▶ 文档正文:
Received date: 2013-11-22

  Revised date: 2014-01-14

  Online published: 2014-03-25

Supported by

National Natural Science Foundation of China (61227902, 51375034)

摘要

在空间探测过程中,采用高灵敏无自旋交换弛豫(SERF)原子磁强计在行星表面进行磁场测量是原位物质成分分析的有效手段之一。为了提高SERF原子磁强计的磁场测量灵敏度,必须减小外界磁场扰动对其原子自旋SERF态质量的影响,基于SERF原子磁强计的测量原理,设计了一套主动磁补偿系统。首先,通过测量驱动激光光强获得3个方向的磁场信息;在此基础上,控制电流源和线圈主动产生一个与外界磁场扰动大小相同、方向相反的磁场来补偿扰动,以提高原子自旋SERF态的质量;最后,结合现有的SERF原子磁强计实验平台进行了实验验证。实验结果表明,与手动补偿方式相比,采用本文所述的主动磁补偿系统,可以实时跟踪磁场补偿点,降低系统信号的噪声,补偿了外界磁场的扰动,验证了磁强计主动磁补偿技术的有效性,为后续样机的研制奠定了技术基础。

▶ 记录数据:
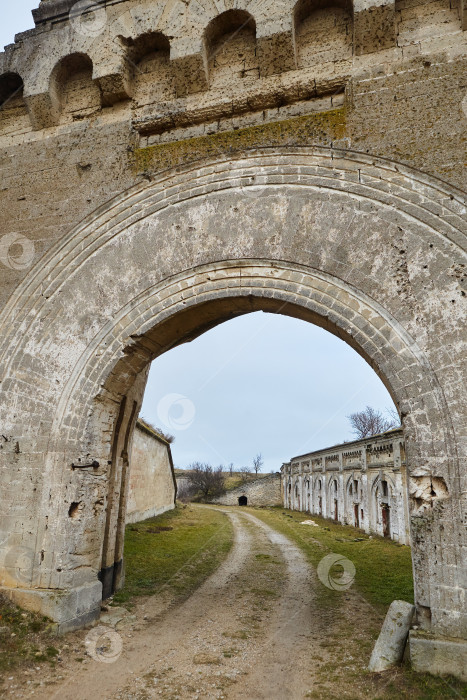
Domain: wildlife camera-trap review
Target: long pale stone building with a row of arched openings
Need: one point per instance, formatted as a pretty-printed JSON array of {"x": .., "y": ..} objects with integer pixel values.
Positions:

▶ 任务清单:
A: 将文档正文中以“在空间探测过程中”开头的段落改写为简明的条目列表，并保留其主要事实。
B: 根据文档正文回答下列问题，每题一行，答案按相同编号标注：
(i) 修订日期是哪一天？
(ii) 资助项目的两个编号分别是什么？
(iii) 三个方向的磁场信息是通过测量什么获得的？
C: 请照原文复述文档正文中的一段内容，范围自“Supported by”起，直至“续样机的研制奠定了技术基础。”为止，末处文字亦包括在内。

▶ 依序作答:
A:
1. 背景：在空间探测中，利用高灵敏无自旋交换弛豫（SERF）原子磁强计在行星表面测量磁场，是原位物质成分分析的有效手段之一。
2. 目的：为提高测量灵敏度，须减小外界磁场扰动对原子自旋SERF态质量的影响。为此，基于该磁强计的测量原理设计了一套主动磁补偿系统。
3. 方法：
   - 测量驱动激光光强，获得三个方向的磁场信息；
   - 控制电流源和线圈，产生与扰动大小相同、方向相反的磁场，以补偿扰动；
   - 在现有SERF原子磁强计实验平台上进行实验验证。
4. 结果：与手动补偿相比，该系统可实时跟踪磁场补偿点，降低系统信号噪声，并补偿外界磁场扰动。实验验证了主动磁补偿技术的有效性，为后续样机研制奠定了技术基础。

B:
(i) 2014-01-14
(ii) 61227902 和 51375034
(iii) 驱动激光光强

C:
Supported by

National Natural Science Foundation of China (61227902, 51375034)

摘要

在空间探测过程中,采用高灵敏无自旋交换弛豫(SERF)原子磁强计在行星表面进行磁场测量是原位物质成分分析的有效手段之一。为了提高SERF原子磁强计的磁场测量灵敏度,必须减小外界磁场扰动对其原子自旋SERF态质量的影响,基于SERF原子磁强计的测量原理,设计了一套主动磁补偿系统。首先,通过测量驱动激光光强获得3个方向的磁场信息;在此基础上,控制电流源和线圈主动产生一个与外界磁场扰动大小相同、方向相反的磁场来补偿扰动,以提高原子自旋SERF态的质量;最后,结合现有的SERF原子磁强计实验平台进行了实验验证。实验结果表明,与手动补偿方式相比,采用本文所述的主动磁补偿系统,可以实时跟踪磁场补偿点,降低系统信号的噪声,补偿了外界磁场的扰动,验证了磁强计主动磁补偿技术的有效性,为后续样机的研制奠定了技术基础。